▸ **What the task asks**: Can you rewrite the listing below, changing every "place a marker" to "put a pin" and keeping everything else as it is?

- - -

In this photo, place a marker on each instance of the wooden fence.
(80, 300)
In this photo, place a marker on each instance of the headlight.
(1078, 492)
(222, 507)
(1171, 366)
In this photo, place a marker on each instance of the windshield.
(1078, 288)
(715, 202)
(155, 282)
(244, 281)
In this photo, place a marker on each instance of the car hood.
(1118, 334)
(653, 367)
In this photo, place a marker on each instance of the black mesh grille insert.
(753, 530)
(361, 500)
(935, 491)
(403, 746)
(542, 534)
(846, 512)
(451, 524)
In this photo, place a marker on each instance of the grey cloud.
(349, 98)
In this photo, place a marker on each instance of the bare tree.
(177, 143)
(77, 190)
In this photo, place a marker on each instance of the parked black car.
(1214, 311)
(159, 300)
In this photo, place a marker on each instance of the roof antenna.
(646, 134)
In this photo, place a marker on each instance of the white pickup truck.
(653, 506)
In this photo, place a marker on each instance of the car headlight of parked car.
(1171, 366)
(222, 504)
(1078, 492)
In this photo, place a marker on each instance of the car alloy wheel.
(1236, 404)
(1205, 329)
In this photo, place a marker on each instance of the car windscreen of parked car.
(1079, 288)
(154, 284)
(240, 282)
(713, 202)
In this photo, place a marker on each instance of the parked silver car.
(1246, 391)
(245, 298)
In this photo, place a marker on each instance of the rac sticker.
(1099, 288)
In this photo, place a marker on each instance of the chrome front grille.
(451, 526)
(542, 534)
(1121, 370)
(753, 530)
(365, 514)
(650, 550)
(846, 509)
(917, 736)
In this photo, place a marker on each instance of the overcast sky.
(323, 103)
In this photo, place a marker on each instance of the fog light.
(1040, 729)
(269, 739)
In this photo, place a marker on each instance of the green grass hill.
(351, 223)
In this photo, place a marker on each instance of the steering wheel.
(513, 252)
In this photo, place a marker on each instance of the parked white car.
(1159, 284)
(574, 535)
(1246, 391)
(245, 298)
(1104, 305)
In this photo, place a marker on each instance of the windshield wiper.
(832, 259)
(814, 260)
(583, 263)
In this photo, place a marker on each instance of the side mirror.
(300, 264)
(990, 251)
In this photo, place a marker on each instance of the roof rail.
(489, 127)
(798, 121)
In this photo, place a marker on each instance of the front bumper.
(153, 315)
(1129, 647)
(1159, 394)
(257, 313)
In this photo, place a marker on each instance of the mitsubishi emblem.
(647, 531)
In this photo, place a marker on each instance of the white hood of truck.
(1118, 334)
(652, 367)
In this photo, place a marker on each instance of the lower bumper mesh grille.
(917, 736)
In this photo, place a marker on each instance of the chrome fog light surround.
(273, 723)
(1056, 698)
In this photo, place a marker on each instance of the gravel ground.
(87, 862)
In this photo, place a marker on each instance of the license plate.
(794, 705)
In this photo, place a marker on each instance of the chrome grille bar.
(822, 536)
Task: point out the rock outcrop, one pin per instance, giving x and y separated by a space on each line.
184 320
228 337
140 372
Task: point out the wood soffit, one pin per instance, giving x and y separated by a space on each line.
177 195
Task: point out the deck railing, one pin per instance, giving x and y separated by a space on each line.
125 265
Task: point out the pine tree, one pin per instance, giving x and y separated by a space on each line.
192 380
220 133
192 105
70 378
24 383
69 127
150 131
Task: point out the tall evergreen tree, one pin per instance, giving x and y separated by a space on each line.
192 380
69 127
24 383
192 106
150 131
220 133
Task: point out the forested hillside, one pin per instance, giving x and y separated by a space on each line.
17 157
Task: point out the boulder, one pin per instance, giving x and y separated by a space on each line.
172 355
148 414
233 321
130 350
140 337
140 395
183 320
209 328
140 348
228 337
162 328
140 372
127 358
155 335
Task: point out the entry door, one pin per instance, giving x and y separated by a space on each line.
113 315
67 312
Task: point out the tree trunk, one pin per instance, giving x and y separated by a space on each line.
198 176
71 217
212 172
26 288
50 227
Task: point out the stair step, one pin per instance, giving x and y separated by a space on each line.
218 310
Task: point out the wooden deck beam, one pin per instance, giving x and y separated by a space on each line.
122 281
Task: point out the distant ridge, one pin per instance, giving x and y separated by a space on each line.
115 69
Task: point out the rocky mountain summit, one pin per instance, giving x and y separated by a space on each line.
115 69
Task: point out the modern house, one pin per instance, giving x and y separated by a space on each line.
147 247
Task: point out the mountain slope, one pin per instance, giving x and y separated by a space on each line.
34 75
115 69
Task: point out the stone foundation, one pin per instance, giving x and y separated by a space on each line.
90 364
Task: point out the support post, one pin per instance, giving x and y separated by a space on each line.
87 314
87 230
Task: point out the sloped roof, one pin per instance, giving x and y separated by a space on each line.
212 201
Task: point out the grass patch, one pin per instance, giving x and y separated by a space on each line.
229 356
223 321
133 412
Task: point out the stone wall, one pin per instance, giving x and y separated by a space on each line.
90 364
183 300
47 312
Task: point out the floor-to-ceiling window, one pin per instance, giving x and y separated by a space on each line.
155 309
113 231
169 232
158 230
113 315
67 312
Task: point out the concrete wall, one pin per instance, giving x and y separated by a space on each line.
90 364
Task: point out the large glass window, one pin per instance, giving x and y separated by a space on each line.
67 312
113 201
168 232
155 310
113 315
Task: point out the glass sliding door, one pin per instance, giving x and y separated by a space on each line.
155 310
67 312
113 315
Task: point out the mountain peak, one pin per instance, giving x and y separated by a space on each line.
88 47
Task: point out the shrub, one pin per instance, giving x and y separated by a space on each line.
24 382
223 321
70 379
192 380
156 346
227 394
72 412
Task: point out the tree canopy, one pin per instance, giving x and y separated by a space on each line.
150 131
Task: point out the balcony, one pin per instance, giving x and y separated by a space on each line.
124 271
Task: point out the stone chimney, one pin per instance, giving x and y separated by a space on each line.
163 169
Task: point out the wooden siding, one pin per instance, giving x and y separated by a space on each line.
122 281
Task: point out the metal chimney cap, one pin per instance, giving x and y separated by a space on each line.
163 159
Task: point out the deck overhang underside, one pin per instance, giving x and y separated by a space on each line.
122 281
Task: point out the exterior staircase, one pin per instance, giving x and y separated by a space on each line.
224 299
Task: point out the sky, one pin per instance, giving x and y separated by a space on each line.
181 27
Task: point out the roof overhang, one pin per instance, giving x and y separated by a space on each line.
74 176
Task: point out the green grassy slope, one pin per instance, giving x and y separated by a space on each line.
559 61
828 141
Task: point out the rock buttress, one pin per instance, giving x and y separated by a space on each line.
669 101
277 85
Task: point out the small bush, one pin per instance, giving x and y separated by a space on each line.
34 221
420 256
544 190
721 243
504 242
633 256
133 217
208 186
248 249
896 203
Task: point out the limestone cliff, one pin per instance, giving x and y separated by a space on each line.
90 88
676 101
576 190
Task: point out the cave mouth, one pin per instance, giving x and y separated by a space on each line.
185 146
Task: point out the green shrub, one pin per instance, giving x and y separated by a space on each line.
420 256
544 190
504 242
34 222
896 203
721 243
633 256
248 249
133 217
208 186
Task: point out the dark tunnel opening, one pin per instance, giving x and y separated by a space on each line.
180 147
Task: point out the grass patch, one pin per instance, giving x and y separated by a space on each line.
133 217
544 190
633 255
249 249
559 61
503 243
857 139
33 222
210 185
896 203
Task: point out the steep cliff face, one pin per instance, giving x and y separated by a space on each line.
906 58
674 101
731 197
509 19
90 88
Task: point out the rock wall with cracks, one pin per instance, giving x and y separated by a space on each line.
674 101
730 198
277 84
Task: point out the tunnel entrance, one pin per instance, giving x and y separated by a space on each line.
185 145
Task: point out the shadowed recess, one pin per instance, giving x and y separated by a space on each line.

- - -

▸ **The response**:
In this photo, put a pin on each instance of the wooden fence.
(80, 300)
In this photo, put a pin on each instance of the headlight.
(1078, 492)
(222, 507)
(1171, 366)
In this photo, put a pin on each instance of the windshield.
(1078, 288)
(715, 202)
(155, 282)
(244, 281)
In this photo, put a pin on each instance of the car hood.
(1118, 334)
(653, 367)
In this photo, put a pin on each instance of the black mesh grille insert.
(753, 530)
(361, 500)
(935, 491)
(403, 746)
(542, 534)
(846, 512)
(451, 524)
In this photo, put a pin on each instance of the grey cloud.
(349, 98)
In this photo, put a pin on each instance of the bare tree.
(177, 143)
(77, 190)
In this photo, put a pin on each instance of the parked black car.
(1214, 311)
(159, 300)
In this photo, put a pin on each instance of the roof antenna.
(646, 134)
In this photo, put a pin on each instance of the white pickup truck.
(653, 506)
In this photo, put a pin on each instance of the car headlight of parked car.
(1171, 366)
(222, 504)
(1078, 492)
In this photo, put a pin on each instance of the car alloy wheel.
(1236, 404)
(1205, 329)
In this photo, put a pin on each instance of the car windscreen of parked car.
(1079, 288)
(154, 284)
(240, 282)
(713, 202)
In this photo, put a pin on each instance of the parked silver car.
(1246, 391)
(245, 298)
In this photo, put a pin on each instance of the rac sticker.
(1099, 288)
In this photo, put a pin on each instance of the chrome front grille.
(451, 526)
(542, 534)
(1121, 370)
(753, 530)
(365, 514)
(650, 550)
(846, 509)
(917, 736)
In this photo, put a pin on each instance of the overcast sky.
(323, 103)
In this photo, put a pin on each instance of the fog light.
(1040, 729)
(269, 739)
In this photo, put a pin on each instance of the green grass hill.
(351, 223)
In this photo, put a pin on each instance of the steering wheel.
(513, 252)
In this photo, put a pin on each instance of the parked white car.
(1159, 284)
(574, 535)
(1246, 391)
(245, 298)
(1104, 305)
In this photo, put a pin on each instance of the windshield wiper.
(832, 259)
(814, 260)
(583, 263)
In this photo, put a pin on each instance of the side mirror.
(300, 264)
(990, 251)
In this photo, put a pin on each instance of the roof rail.
(489, 127)
(798, 121)
In this photo, put a pin on each instance of the front bumper.
(153, 315)
(1129, 647)
(1159, 394)
(257, 313)
In this photo, put a pin on each instance of the mitsubishi emblem.
(647, 531)
In this photo, put a pin on each instance of the white hood of truck.
(1118, 334)
(652, 367)
In this photo, put a pin on each instance of the lower bumper mesh grille.
(917, 736)
In this photo, put a pin on each instance of the chrome fog light surround.
(273, 723)
(1056, 698)
In this photo, put a pin on each instance of the gravel ground.
(87, 862)
In this photo, put a pin on each instance of the license plate.
(794, 705)
In this photo, put a pin on each instance of the chrome grille bar.
(822, 536)
Task: point out the rock outcrop, one pin per instance, giving x and y separated by a space on each line.
184 320
228 337
140 372
Task: point out the wood soffit, one pin per instance, giving x and y separated by a space on each line.
177 195
Task: point out the deck railing, one pin per instance, giving x and y separated by a space on each line.
125 265
Task: point out the pine tree, one pin per instance, giving x and y separated by a space on each line.
192 380
220 133
192 105
70 378
24 383
69 127
150 131
Task: point out the tall evergreen tree, one pin per instance, giving x and y separated by a space on each line.
192 380
69 127
24 383
192 106
150 131
220 133
Task: point out the forested hillside, one pin per instance, giving x and y separated by a space on each line.
17 157
Task: point out the boulder, one pin per instance, giving x and y separated by a space on each line.
172 355
148 414
233 321
130 350
140 337
140 395
183 320
209 328
140 348
228 337
162 328
140 372
127 358
155 335
Task: point out the entry door, one pin per instance, giving x and y separated by a space on each line.
113 315
67 312
Task: point out the tree trunk, one pin per instance, giving x and y separated by a space on each line.
198 176
71 217
212 172
26 288
50 227
Task: point out the stair step, one pin per instance, giving x and y separated by a space on each line.
218 310
Task: point out the wooden deck beam, one pin per instance, giving x and y separated by a space on each line.
122 281
Task: point out the distant ridge, one pin per instance, giving x and y separated by a space on each line.
115 69
Task: point out the rocky mountain summit, one pin per instance, giving x and y separated by a space on each line.
115 69
Task: point out the modern house, one pin per instance, giving x and y separated by a space on each line.
147 247
Task: point out the mountain slope, one pin per instance, giving x and y separated by a space on each line.
34 75
115 69
Task: point out the stone foundation, one pin per instance, giving x and y separated by a space on each line.
90 364
Task: point out the support post, one pin per instance, giving x and y separated by a space on each line.
87 314
87 230
Task: point out the sloped roof, one pin per instance, giving x and y separated by a space on each line.
212 201
Task: point out the grass patch, one pin per instance, giving x and y separated by a space on each line.
229 356
223 321
133 412
Task: point out the stone wall, one pin per instance, giving x and y separated by a space on each line.
90 364
183 300
47 312
Task: point out the floor-to-ceiling window, one pin per instance, giving x and y separated by a space on each line.
155 309
113 231
169 232
158 230
113 315
67 312
Task: point out the concrete wall, one pin per instance, giving x and y separated by a space on each line.
90 364
Task: point out the large glass window, one pin per instance, giving x and y separated by a space on each line.
67 312
113 201
168 232
155 310
113 315
Task: point out the glass sliding door, one pin per instance, giving x and y separated by a space on each line.
155 310
67 312
113 315
Task: point out the mountain peak, one pin per instance, giving x and y separated by a space on each line.
88 47
Task: point out the shrub, one pin per instance, giving x and y separated by a space on each line.
24 382
223 321
70 379
192 380
156 346
227 394
72 412
Task: point out the tree canopy, one pin per instance, giving x and y separated by a space on each line.
150 131
Task: point out the balcony, one pin per instance, giving x and y separated by a space on each line.
124 271
Task: point out the stone chimney, one pin per instance, giving x and y separated by a space on each line.
163 169
Task: point out the wooden siding, one pin per instance, giving x and y separated by a space on each line.
122 281
Task: point out the metal chimney cap, one pin per instance, giving x and y separated by a space on each line.
163 159
Task: point out the deck overhang underside, one pin per instance, giving x and y separated by a space on each line.
122 281
Task: point out the exterior staircase, one pin per instance, giving x and y separated by a space on each line.
224 299
Task: point out the sky, one pin per instance, giving x and y separated by a space on each line.
181 27
Task: point out the roof overhang, one pin per instance, giving x and y separated by a space on each line.
74 176
Task: point out the green grassy slope, one pin per instance, giving x and y separated by a space on each line.
559 61
828 141
Task: point out the rock buttress, one pin per instance, giving x and y separated by a space on each line.
669 101
277 85
Task: point out the small bush, one pin per instance, giving x and y separated by a space on each line.
34 221
420 256
544 190
721 243
504 242
633 256
133 217
208 186
248 249
896 203
Task: point out the limestone cliff, one pin per instance, giving x and y separated by a space on each line.
90 88
676 101
576 190
Task: point out the cave mouth, one pin per instance, giving x and y separated by a space on each line.
185 146
Task: point out the green shrub, one pin per instance, giving x and y separated by a space on each line.
420 256
544 190
504 242
34 222
896 203
721 243
633 256
248 249
133 217
208 186
Task: point out the dark tunnel opening, one pin per instance, giving x and y separated by a space on each line.
180 147
Task: point out the grass patch, one pin per instance, giving x and y separated by a space on each line.
133 217
544 190
633 255
249 249
559 61
503 243
857 139
33 222
210 185
896 203
Task: point out the steep cliff face, one pin per instance, giving x and y separated by a space on each line.
906 58
674 101
731 197
509 19
90 88
Task: point out the rock wall with cracks, one pin per instance, giving x and y separated by a space on each line.
674 101
730 198
277 84
Task: point out the tunnel entrance, one pin per instance, giving x and y separated by a space on each line.
185 145
Task: point out the shadowed recess, one pin per instance, giving x and y separated by a space on each line.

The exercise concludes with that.